African Environmental History combined elements of Africana Studies, Environmental Studies, and History to achieve a powerful interdisciplinary objective; understanding “Africa” as a complex and nuanced product of African agency against colonial implications and lasting, dangerous misconceptions of the continent as a whole. This course remains one of my favorite classes at Agnes Scott.

Read:

Imagining African Environments: Zoos, Circuses, Menageries, and the Colonial Impulse

HIS-325: The American Revolution: Causes and Consequences

Course Description:

The political, social, economic and ideological roots of the American Revolution; the Constitution and early government; the creation of an American national culture; and the contested meanings of freedom in the early republic.

- [TASKS FOR THIS EXERCISE]:
(1) Please rewrite the paragraph of the course page that begins "African Environmental History combined" in a shorter form that keeps its main facts.
(2) Return the part of the course page between "African Environmental History" and "at Agnes Scott.", inclusive, copied word for word.

- [ENTRIES SHOWN]:
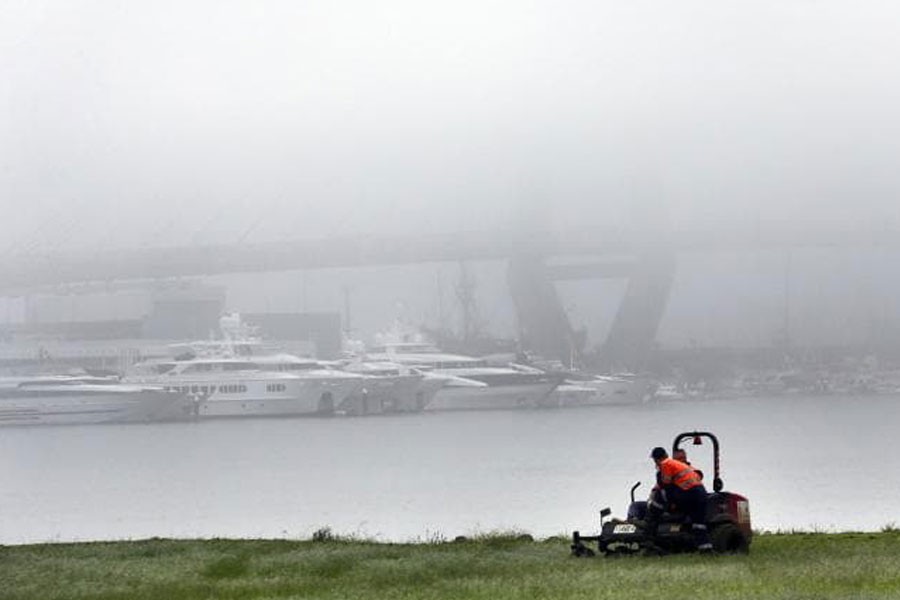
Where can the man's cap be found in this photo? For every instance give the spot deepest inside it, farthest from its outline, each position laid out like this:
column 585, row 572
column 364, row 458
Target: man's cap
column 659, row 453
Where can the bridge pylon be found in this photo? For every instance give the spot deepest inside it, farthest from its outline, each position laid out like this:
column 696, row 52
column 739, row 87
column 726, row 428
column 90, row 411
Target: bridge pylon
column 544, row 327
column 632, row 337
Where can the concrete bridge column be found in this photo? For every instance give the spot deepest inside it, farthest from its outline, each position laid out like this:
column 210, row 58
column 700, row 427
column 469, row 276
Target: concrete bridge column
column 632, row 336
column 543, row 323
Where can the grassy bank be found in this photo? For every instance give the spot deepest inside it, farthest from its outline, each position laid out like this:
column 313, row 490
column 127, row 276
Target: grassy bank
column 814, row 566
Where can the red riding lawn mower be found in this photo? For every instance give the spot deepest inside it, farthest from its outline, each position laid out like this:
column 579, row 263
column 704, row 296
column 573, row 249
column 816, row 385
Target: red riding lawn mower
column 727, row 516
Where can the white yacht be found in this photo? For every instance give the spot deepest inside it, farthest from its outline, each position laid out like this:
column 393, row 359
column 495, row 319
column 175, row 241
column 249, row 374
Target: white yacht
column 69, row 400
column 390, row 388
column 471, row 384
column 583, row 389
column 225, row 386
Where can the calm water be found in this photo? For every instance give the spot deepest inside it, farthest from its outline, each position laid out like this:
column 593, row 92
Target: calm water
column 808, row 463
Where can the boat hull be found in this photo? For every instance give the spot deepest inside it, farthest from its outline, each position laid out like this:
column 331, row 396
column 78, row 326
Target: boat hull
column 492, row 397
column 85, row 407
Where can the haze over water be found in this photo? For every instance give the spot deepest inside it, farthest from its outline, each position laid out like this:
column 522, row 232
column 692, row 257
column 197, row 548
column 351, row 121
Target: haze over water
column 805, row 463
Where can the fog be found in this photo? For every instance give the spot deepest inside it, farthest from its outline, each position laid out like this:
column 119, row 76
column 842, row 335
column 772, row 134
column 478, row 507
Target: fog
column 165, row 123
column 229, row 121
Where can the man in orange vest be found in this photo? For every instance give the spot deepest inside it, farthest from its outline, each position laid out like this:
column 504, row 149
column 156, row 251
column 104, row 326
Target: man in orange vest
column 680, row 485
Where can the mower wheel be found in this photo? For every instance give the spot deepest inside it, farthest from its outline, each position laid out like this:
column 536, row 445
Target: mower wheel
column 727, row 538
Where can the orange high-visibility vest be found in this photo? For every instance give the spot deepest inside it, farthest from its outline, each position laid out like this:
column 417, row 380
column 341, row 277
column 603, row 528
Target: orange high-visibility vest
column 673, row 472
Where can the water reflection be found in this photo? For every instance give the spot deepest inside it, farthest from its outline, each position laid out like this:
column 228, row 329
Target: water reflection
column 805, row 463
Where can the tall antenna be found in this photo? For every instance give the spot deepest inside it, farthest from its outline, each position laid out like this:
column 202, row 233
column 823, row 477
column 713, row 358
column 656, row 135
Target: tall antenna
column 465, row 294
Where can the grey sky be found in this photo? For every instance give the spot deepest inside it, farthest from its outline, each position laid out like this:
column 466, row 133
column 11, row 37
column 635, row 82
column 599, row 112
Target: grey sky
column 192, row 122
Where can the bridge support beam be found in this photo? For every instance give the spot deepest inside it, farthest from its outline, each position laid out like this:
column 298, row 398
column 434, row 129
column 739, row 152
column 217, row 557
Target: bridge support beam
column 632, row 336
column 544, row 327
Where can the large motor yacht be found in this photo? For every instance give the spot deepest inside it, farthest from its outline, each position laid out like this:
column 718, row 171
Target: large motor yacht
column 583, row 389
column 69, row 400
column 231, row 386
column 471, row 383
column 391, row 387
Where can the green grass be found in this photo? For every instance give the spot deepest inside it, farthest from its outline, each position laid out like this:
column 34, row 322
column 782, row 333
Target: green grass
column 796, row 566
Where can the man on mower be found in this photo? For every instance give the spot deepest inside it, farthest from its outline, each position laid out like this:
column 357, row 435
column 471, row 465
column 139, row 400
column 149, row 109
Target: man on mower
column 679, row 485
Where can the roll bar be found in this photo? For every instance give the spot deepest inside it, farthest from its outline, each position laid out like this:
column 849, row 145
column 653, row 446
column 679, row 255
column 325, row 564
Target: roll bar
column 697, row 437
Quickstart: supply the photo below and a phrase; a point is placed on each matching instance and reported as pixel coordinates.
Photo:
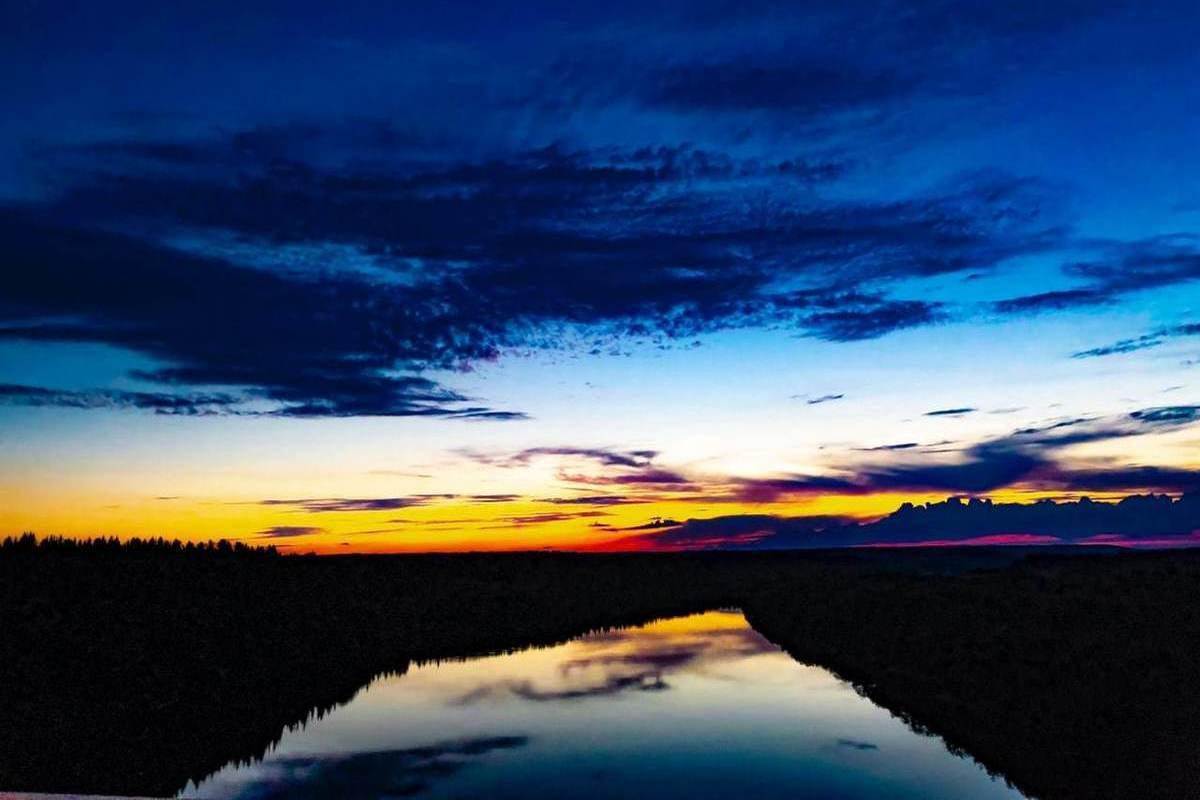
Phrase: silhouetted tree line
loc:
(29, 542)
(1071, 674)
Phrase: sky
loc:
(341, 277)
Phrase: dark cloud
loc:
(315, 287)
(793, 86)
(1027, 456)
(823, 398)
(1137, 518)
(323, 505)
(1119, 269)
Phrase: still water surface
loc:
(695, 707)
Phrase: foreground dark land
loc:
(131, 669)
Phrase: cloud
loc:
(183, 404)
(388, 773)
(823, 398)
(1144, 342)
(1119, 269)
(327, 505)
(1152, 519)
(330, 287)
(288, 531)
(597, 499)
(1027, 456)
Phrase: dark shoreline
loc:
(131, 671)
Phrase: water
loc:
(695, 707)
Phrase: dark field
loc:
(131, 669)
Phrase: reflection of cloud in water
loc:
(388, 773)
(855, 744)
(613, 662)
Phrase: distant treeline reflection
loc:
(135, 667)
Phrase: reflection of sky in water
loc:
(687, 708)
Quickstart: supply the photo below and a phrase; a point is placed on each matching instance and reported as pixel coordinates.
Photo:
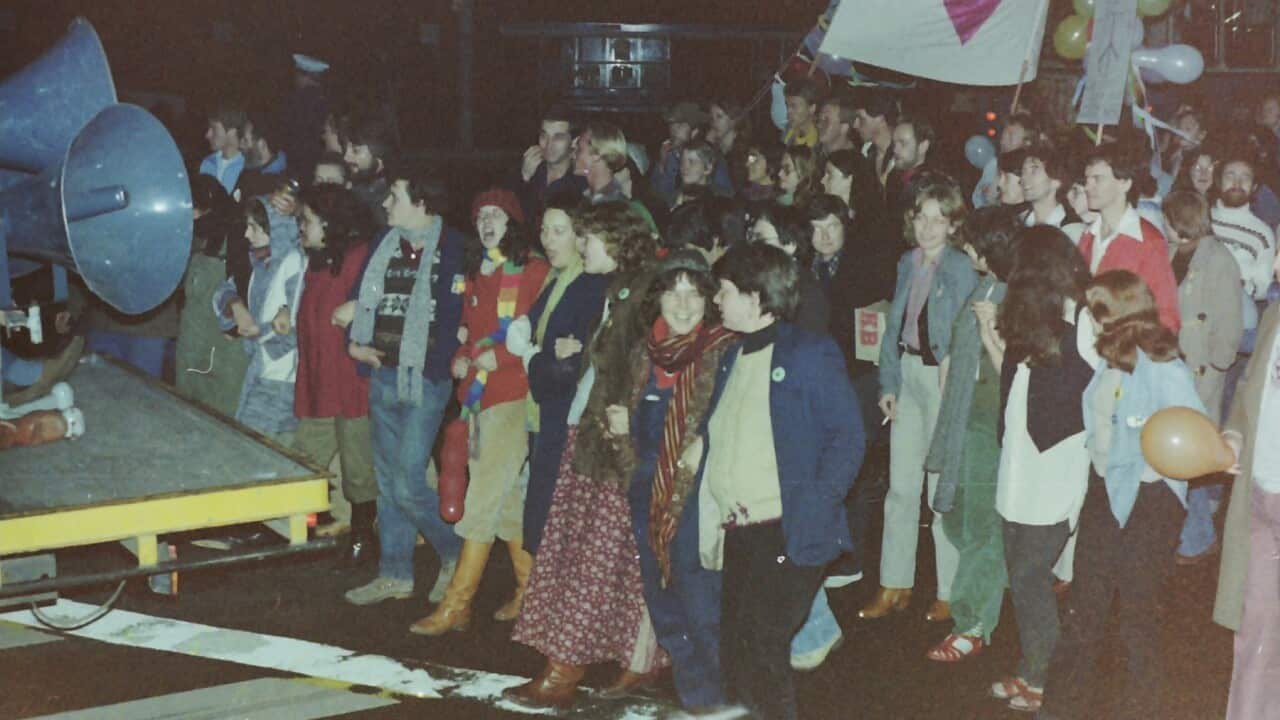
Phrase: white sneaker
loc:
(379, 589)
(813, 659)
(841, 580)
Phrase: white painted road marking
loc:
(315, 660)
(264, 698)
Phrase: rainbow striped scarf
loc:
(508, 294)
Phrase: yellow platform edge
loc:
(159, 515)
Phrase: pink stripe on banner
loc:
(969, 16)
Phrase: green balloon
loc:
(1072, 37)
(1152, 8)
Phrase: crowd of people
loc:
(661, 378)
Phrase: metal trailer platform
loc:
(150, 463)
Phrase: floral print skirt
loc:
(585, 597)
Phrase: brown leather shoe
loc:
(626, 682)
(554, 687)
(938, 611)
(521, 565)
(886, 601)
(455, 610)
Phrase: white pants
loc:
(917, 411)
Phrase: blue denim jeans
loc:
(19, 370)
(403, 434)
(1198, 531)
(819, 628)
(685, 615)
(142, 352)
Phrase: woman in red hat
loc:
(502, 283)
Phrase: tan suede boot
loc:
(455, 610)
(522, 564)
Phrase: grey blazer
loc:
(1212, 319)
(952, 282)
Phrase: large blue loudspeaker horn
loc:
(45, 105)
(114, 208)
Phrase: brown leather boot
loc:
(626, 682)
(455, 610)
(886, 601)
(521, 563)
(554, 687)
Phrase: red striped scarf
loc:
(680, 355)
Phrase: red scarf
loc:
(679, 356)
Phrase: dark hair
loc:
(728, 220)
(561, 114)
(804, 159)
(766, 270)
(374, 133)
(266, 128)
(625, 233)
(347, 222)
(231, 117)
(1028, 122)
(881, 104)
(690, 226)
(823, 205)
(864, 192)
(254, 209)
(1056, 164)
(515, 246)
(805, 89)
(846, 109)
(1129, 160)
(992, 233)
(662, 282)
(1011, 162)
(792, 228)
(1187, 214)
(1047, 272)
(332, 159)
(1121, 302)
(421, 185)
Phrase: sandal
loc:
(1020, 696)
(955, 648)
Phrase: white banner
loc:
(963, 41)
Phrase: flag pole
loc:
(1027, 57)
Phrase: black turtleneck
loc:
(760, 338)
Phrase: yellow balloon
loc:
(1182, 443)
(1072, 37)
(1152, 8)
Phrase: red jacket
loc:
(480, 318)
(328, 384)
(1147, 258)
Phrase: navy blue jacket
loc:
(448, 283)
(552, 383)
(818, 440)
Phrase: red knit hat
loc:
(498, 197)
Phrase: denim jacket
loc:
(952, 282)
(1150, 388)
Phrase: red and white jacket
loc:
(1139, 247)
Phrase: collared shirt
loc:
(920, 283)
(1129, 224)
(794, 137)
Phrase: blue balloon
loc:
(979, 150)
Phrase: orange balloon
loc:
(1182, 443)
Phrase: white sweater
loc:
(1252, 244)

- [ANSWERS BELOW]:
(1) African Environmental History drew on Africana Studies, Environmental Studies, and History to understand "Africa" as a complex, nuanced product of African agency, set against colonial implications and lasting, dangerous misconceptions of the continent. It remains one of the writer's favorite classes at Agnes Scott.

(2)
African Environmental History combined elements of Africana Studies, Environmental Studies, and History to achieve a powerful interdisciplinary objective; understanding “Africa” as a complex and nuanced product of African agency against colonial implications and lasting, dangerous misconceptions of the continent as a whole. This course remains one of my favorite classes at Agnes Scott.